**Exercise**: Each record must be returned exactly, apart from the pictures, which stay out.

**Given records**:

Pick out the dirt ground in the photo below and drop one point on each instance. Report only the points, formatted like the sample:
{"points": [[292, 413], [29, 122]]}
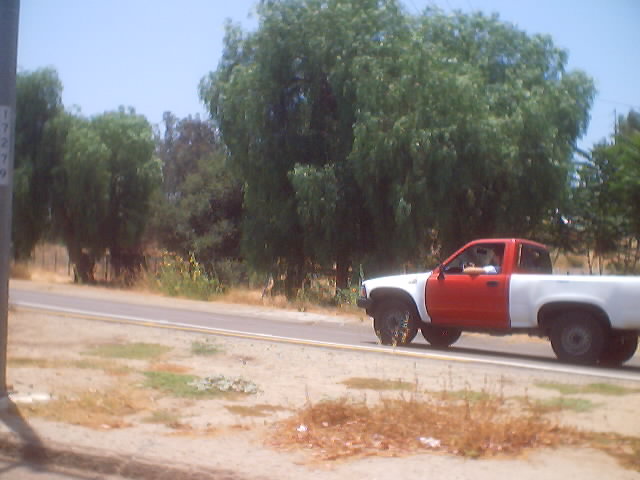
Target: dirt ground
{"points": [[228, 436]]}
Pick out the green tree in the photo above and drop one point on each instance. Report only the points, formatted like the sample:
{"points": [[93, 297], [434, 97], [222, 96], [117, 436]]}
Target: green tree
{"points": [[201, 208], [365, 134], [284, 98], [104, 185], [38, 103], [470, 134], [80, 201]]}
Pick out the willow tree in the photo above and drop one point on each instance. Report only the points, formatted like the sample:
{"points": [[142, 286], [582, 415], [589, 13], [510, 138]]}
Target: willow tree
{"points": [[38, 103], [470, 133], [366, 133], [285, 98]]}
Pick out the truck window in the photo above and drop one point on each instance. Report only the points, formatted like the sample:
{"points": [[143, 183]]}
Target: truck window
{"points": [[487, 256], [534, 260]]}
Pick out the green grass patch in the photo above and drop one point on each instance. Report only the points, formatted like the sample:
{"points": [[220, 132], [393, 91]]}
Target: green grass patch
{"points": [[594, 388], [365, 383], [204, 348], [133, 351], [163, 417], [176, 384]]}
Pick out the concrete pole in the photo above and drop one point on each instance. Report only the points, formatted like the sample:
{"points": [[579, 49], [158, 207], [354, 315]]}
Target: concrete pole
{"points": [[9, 12]]}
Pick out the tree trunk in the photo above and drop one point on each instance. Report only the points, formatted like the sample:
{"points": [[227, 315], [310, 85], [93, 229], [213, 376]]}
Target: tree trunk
{"points": [[342, 273], [83, 265]]}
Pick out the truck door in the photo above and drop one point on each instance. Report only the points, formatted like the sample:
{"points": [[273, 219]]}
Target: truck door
{"points": [[470, 290]]}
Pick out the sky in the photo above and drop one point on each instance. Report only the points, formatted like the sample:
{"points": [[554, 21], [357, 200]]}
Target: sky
{"points": [[151, 54]]}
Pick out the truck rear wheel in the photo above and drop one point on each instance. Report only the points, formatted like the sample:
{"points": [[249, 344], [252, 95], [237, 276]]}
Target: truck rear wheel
{"points": [[440, 336], [395, 323], [578, 337], [619, 348]]}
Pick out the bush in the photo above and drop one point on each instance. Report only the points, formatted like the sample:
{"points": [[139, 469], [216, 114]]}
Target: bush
{"points": [[177, 277]]}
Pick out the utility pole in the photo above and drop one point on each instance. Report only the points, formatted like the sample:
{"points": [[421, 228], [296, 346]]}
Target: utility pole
{"points": [[9, 12]]}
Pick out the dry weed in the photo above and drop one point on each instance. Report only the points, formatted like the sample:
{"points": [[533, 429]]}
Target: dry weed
{"points": [[169, 368], [343, 428]]}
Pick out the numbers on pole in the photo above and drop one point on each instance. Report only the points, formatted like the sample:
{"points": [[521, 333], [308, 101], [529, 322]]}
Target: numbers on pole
{"points": [[5, 143]]}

**Written response**:
Pick out the dirt ground in the photo below and drop one point on each instance. Report only the points, formatted like the sample:
{"points": [[292, 413], [29, 122]]}
Target: dirt ground
{"points": [[228, 436]]}
Pick out the green tree in the photo above and drop one point on each instance. Report only the points, formatted like the sample:
{"points": [[93, 297], [434, 97], [222, 96], [117, 436]]}
Target: green tree
{"points": [[201, 208], [365, 134], [284, 98], [104, 185], [38, 103], [470, 134], [80, 201]]}
Pick out the willow tree in the photo above and drop one point on each instance. Report only the points, formatted like the sample:
{"points": [[142, 286], [582, 415], [589, 13], [510, 138]]}
Target: willow tree
{"points": [[38, 103], [470, 133], [366, 133], [285, 98]]}
Pick out the truck window in the photo above and drop one point on each instance. Report only the points, formatted like the sample:
{"points": [[143, 183]]}
Target: truck window
{"points": [[487, 256], [534, 260]]}
Pick out the green grass patch in the photo above and drop one point on each instance. Report only the points, formatted like the sample:
{"points": [[220, 132], [393, 91]]}
Target: green grass patch
{"points": [[594, 388], [365, 383], [204, 348], [133, 351], [163, 417], [176, 384]]}
Pick out the concrete pole in the photo above and drop one point on each instance. Report only the points, formatted like the sample:
{"points": [[579, 49], [158, 207], [354, 315]]}
Target: concrete pole
{"points": [[9, 12]]}
Pick out the tree trunk in the photo above and drop one point on each instance. Report only the points, formatted like the sample:
{"points": [[227, 315], [310, 85], [93, 229], [213, 376]]}
Target: tree trunk
{"points": [[342, 273], [83, 265]]}
Pick out the truck door in the photo above and drop one point on each instance. Report only the points, formatted like the sample:
{"points": [[273, 219]]}
Target: truck door
{"points": [[470, 290]]}
Pick out the sky in the photo above and drop one point on each instance. Report only the points, formatted like the sample:
{"points": [[554, 21], [357, 200]]}
Target: sky
{"points": [[151, 54]]}
Pick out the truck rear wheel in the photo above and drop one point on each instance. Report only the points, formatted like the sample:
{"points": [[249, 344], [252, 95], [237, 276]]}
Target: truck rear wheel
{"points": [[440, 336], [395, 323], [578, 337], [619, 348]]}
Pick out the bush in the photo above and drop one point on each instance. Report only the points, formatted like the sample:
{"points": [[139, 469], [216, 114]]}
Target: bush
{"points": [[177, 277]]}
Pick out the utility pole in the photo above and drop one point on each instance. Report only the points, formatted like the sample:
{"points": [[421, 228], [296, 346]]}
Target: utility pole
{"points": [[9, 12]]}
Pick out the dry weed in the photo above and drop one point on each instance. Report only the points, formatted like the sample:
{"points": [[533, 429]]}
Target: dry weed
{"points": [[169, 368], [343, 428]]}
Pick out the numbers on pole in the photo above and drop one point on each instance. Report only the points, formatted like the sample:
{"points": [[521, 333], [308, 101], [529, 322]]}
Target: numbers on pole
{"points": [[5, 143]]}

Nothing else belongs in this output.